Challenge A:
In the Rihanna discography overview below, how many copies had Music of the Sun sold worldwide as of 2015?

Passage shown:
* BEGIN *
Barbadian singer Rihanna has released eight studio albums, two remix albums, one reissue, seven box sets and three extended plays. Since the beginning of her career in 2005, Rihanna has sold 60 million album units and 215 million digital tracks worldwide, making her one of the best-selling artists of all time. All of her albums have been certified platinum and multi-platinum in the United States by the Recording Industry Association of America (RIAA) and have totalled sales of over 10 million copies in the country.

Rihanna released her debut studio album, Music of the Sun in August 2005. It reached the top ten on the Canadian Albums and the US Billboard 200 charts; it was certified gold by the Recording Industry Association of America (RIAA) and sold over 623,000 copies in the country. As of 2015, Music of the Sun had sold over two million copies worldwide. The next year, she released her second studio album, A Girl like Me (2006). It topped the albums chart in Canada and reached number five on both the UK Albums and the US Billboard 200 charts. It was certified two-times platinum by Music Canada (MC), the British Phonographic Industry (BPI), and RIAA; it sold over four million copies worldwide. Good Girl Gone Bad (2007), Rihanna's third studio album, peaked at number two on the US Billboard 200 chart and was certified five-times platinum by RIAA in the United States and six-times Platinum by BPI in the United Kingdom. The next year, it was reissued under the title Good Girl Gone Bad: Reloaded (2008) with several new songs. It had sold over nine million copies worldwide, as of 2017.
* END *
Supplied material:
* BEGIN *
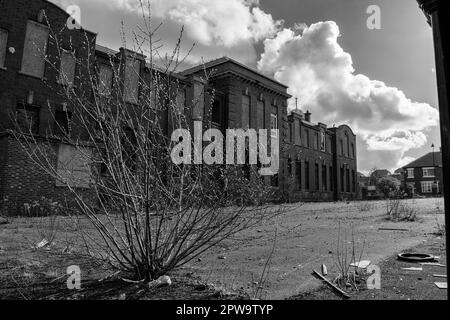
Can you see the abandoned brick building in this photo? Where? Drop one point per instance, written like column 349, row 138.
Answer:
column 316, row 162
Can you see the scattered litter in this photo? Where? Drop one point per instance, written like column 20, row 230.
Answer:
column 413, row 269
column 361, row 264
column 416, row 257
column 44, row 242
column 324, row 270
column 435, row 264
column 160, row 282
column 441, row 285
column 335, row 287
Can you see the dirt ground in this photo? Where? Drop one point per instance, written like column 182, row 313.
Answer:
column 302, row 239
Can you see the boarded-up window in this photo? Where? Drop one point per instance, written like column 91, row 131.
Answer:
column 67, row 68
column 245, row 111
column 260, row 114
column 131, row 85
column 73, row 166
column 3, row 42
column 35, row 47
column 28, row 118
column 105, row 77
column 181, row 101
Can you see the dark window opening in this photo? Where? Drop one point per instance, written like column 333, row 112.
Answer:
column 28, row 118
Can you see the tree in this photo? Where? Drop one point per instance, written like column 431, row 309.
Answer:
column 150, row 214
column 388, row 185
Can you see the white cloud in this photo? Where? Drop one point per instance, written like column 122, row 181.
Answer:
column 321, row 74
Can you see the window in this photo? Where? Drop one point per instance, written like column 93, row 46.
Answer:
column 306, row 135
column 316, row 177
column 28, row 118
column 181, row 104
column 131, row 85
column 307, row 175
column 62, row 122
column 273, row 124
column 35, row 47
column 324, row 177
column 73, row 166
column 331, row 177
column 3, row 45
column 105, row 76
column 260, row 114
column 67, row 68
column 316, row 140
column 298, row 173
column 428, row 172
column 427, row 186
column 245, row 112
column 322, row 141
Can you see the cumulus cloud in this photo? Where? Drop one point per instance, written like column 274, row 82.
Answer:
column 321, row 74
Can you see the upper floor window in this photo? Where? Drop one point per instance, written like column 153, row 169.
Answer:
column 28, row 118
column 3, row 45
column 35, row 48
column 105, row 76
column 428, row 172
column 273, row 124
column 245, row 111
column 410, row 172
column 67, row 68
column 131, row 84
column 260, row 114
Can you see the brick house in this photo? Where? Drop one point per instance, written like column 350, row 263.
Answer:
column 321, row 159
column 424, row 175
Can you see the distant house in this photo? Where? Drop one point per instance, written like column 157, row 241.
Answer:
column 424, row 175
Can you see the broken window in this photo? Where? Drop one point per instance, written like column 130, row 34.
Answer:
column 73, row 166
column 105, row 76
column 28, row 118
column 34, row 51
column 67, row 68
column 131, row 85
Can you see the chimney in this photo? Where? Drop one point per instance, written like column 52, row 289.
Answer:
column 308, row 116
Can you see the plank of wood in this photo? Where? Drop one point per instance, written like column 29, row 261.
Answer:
column 335, row 287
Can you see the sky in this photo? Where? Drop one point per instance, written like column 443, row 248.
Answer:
column 381, row 82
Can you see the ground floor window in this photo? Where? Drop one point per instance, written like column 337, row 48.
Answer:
column 427, row 186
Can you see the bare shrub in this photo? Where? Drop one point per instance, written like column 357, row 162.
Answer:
column 151, row 215
column 400, row 210
column 347, row 253
column 364, row 206
column 45, row 214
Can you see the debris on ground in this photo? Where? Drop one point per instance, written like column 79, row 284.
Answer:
column 160, row 282
column 433, row 264
column 413, row 269
column 332, row 285
column 324, row 270
column 43, row 243
column 363, row 264
column 416, row 257
column 441, row 285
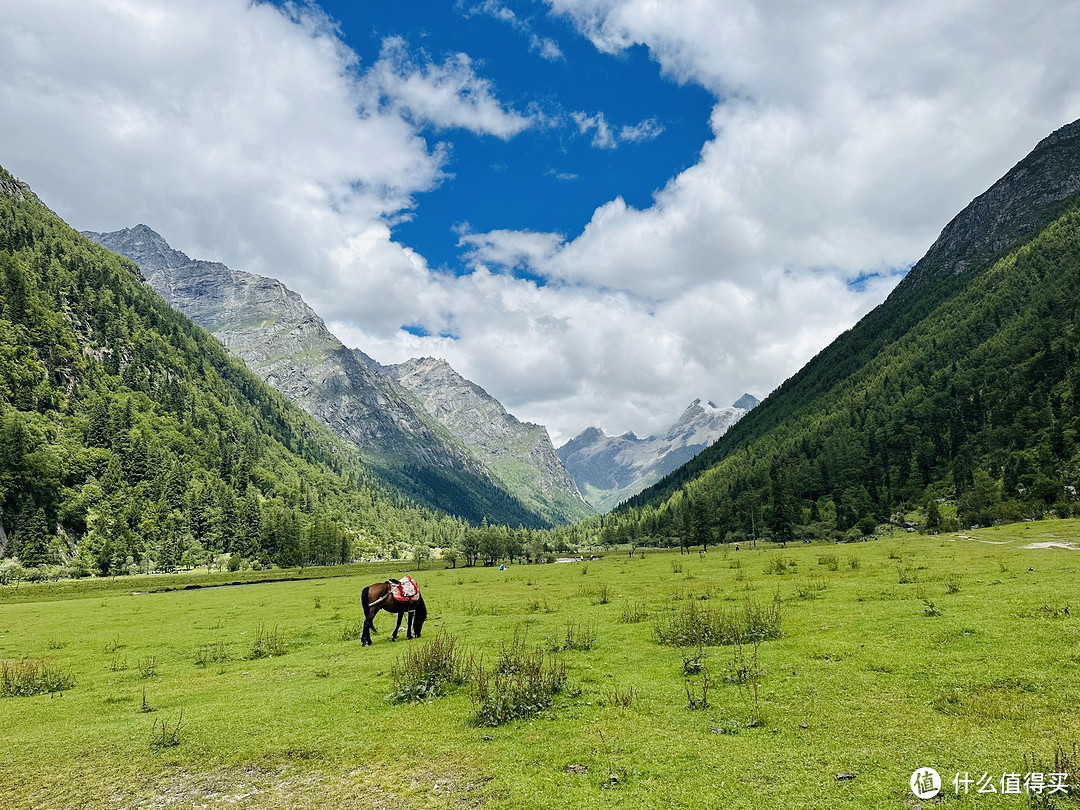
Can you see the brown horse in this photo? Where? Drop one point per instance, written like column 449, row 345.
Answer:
column 378, row 597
* END *
Challenge B:
Reproduce the stretch of the listing above from the line that contains "Can you see the upper" through the line that contains "column 410, row 172", changing nothing.

Final result A:
Over two million copies

Final result B:
Can you see the upper floor window in this photo? Where? Drop one point per instance, written like column 153, row 169.
Answer:
column 28, row 118
column 3, row 45
column 35, row 48
column 105, row 76
column 428, row 172
column 273, row 124
column 245, row 111
column 410, row 172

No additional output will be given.